WHAT THE TASK REQUIRES :: Print the records below exactly as they appear.
---
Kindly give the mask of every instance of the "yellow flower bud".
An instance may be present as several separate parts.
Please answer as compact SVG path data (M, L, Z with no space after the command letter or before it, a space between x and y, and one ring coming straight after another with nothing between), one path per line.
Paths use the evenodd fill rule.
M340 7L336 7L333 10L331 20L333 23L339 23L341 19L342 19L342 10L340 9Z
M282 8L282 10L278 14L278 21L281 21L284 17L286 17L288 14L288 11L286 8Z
---
EXERCISE RESULT ::
Kindly give the mask of every instance of the "yellow flower bud".
An instance may be present as several separate parts.
Please answer as compact SVG path data (M, L, Z with no space after the command letter or before it, a space between x and y, and one ring coming straight after another with nothing between), one path per line.
Paths use the evenodd fill rule.
M340 7L336 7L333 10L331 20L333 23L339 23L341 19L342 19L342 10L340 9Z
M282 8L282 10L278 14L278 21L281 21L284 17L286 17L288 14L288 11L286 8Z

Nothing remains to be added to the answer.